**Exercise set**
1. According to the passage on love and relationships, what can small assurances like a genuine compliment at a party help with?
2. Write out the passage on love and relationships again, starting at "People break apart" and ending at "in a relationship.", substituting "uncertain" for "unpredictable".

>> BEGIN Extract provided

On one side, I feel there is progress in terms of being aware of which boundaries are healthy in any relationship. But on the flip side, I also feel that, with this long list of virtues and ideal traits, the conquest of love has only turned into a struggle for most people. 
People break apart after years of knowing each other and some click like magic in just a few moments. The nature of love is unpredictable and it has always been. 
The challenge today is that the plethora of options has made love even more unpredictable and unstable. With statistical proof that relationships are breaking like biscuits, it is time we ensure that we make our respective partners feel as secure as possible.
Small assurances like "I like you even when your hair is frizzy", a thank you note or even a genuine compliment at a party can go a long way in making your partner feel secure in a relationship.

>> END Extract provided
>> BEGIN Provided data

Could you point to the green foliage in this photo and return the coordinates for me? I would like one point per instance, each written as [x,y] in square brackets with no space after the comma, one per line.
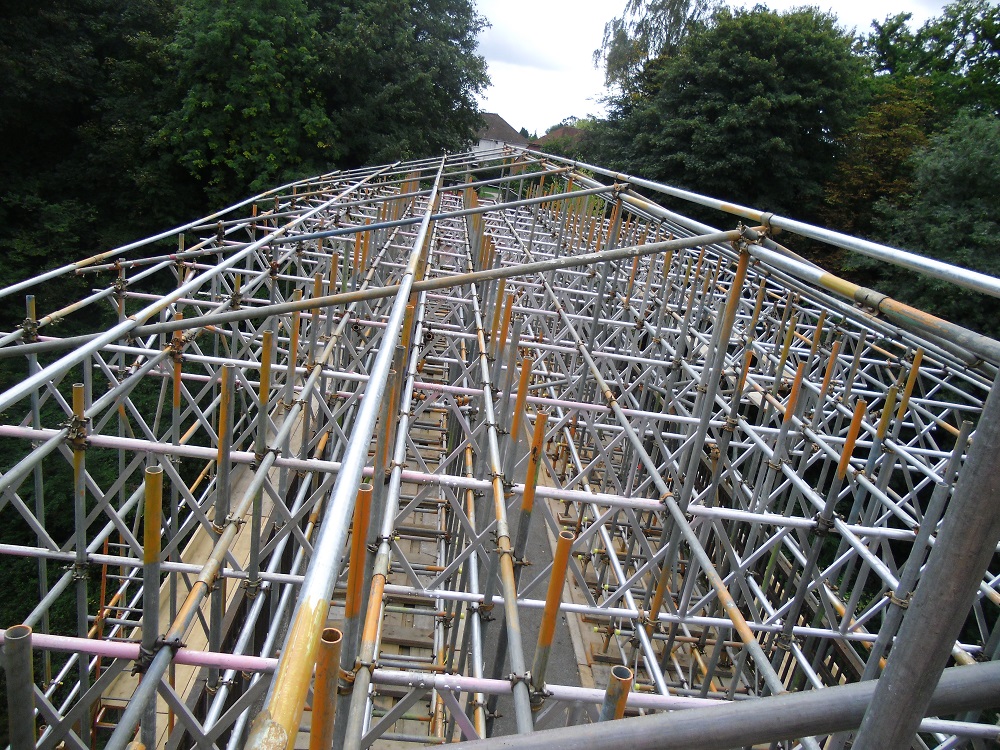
[958,53]
[875,165]
[400,78]
[645,29]
[749,109]
[123,117]
[949,215]
[249,112]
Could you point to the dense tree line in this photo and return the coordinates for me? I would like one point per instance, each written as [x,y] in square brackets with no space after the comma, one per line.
[122,116]
[892,135]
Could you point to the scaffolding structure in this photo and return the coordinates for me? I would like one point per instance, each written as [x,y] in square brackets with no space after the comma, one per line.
[352,456]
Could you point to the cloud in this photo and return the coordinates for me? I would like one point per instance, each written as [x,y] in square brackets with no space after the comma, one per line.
[498,45]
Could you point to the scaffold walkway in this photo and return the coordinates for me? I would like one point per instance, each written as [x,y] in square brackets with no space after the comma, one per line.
[496,445]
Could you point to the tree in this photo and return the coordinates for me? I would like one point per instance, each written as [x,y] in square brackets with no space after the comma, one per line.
[645,29]
[400,79]
[950,215]
[876,161]
[958,53]
[749,108]
[249,110]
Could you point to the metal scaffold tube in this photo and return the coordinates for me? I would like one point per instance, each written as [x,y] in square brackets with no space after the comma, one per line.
[492,447]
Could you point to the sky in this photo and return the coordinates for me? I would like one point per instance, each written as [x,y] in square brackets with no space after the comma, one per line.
[540,61]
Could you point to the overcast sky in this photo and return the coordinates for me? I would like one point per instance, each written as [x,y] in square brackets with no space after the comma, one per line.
[539,51]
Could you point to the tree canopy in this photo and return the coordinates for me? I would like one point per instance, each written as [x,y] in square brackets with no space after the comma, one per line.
[748,108]
[122,116]
[645,29]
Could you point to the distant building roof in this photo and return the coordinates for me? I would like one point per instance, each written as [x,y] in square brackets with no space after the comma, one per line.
[566,132]
[498,129]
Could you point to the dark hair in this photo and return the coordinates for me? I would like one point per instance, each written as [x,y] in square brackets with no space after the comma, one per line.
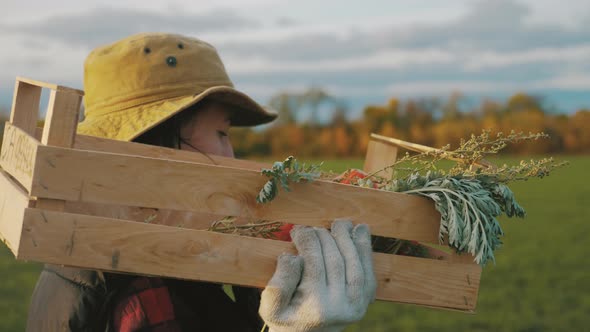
[167,133]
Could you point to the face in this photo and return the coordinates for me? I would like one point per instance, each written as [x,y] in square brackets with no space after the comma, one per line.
[207,131]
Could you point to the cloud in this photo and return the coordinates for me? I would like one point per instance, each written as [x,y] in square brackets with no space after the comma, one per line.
[104,25]
[495,25]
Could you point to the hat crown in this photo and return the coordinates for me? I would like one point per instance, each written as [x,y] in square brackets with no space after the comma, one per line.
[149,67]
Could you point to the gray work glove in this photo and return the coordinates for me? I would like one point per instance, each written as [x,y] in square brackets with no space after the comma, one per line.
[327,286]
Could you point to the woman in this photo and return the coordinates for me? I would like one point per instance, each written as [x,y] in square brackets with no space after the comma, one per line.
[173,91]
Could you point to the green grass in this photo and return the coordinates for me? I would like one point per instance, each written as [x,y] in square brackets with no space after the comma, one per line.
[541,281]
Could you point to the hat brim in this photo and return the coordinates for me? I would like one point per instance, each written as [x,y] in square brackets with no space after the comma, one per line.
[132,122]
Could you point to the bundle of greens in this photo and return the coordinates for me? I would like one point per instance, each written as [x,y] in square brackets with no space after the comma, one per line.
[470,196]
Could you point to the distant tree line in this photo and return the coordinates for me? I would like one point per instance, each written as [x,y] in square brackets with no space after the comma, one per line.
[428,121]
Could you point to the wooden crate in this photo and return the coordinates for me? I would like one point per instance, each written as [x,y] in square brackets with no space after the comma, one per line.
[126,207]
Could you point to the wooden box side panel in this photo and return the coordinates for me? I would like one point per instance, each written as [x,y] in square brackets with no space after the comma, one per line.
[107,178]
[19,151]
[116,245]
[13,202]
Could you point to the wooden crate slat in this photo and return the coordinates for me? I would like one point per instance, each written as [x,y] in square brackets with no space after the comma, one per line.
[185,219]
[379,155]
[61,119]
[158,183]
[13,201]
[18,154]
[25,106]
[117,245]
[50,86]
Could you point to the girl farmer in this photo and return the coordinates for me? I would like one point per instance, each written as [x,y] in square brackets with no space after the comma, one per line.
[173,91]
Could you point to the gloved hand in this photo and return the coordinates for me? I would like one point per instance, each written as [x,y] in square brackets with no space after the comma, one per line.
[327,286]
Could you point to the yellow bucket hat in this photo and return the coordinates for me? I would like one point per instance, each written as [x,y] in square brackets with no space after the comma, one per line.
[138,82]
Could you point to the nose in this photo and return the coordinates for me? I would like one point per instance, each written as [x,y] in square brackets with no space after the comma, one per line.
[171,61]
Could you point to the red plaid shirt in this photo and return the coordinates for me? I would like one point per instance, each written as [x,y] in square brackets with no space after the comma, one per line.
[168,305]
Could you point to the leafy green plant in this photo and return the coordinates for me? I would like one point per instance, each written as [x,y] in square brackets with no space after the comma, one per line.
[282,174]
[470,196]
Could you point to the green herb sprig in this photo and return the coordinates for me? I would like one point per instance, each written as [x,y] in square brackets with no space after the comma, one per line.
[282,174]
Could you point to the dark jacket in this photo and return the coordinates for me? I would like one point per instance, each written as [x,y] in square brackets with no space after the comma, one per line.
[70,299]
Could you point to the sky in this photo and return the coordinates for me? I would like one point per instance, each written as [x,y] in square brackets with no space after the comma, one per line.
[362,52]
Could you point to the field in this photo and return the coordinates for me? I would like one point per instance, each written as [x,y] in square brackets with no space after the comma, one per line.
[541,281]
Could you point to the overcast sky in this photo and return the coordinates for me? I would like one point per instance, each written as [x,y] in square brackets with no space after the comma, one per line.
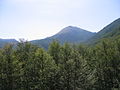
[37,19]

>> END Provided data

**Results in order**
1. They can go a long way in making your partner feel secure in a relationship.

2.
People break apart after years of knowing each other and some click like magic in just a few moments. The nature of love is uncertain and it has always been. 
The challenge today is that the plethora of options has made love even more uncertain and unstable. With statistical proof that relationships are breaking like biscuits, it is time we ensure that we make our respective partners feel as secure as possible.
Small assurances like "I like you even when your hair is frizzy", a thank you note or even a genuine compliment at a party can go a long way in making your partner feel secure in a relationship.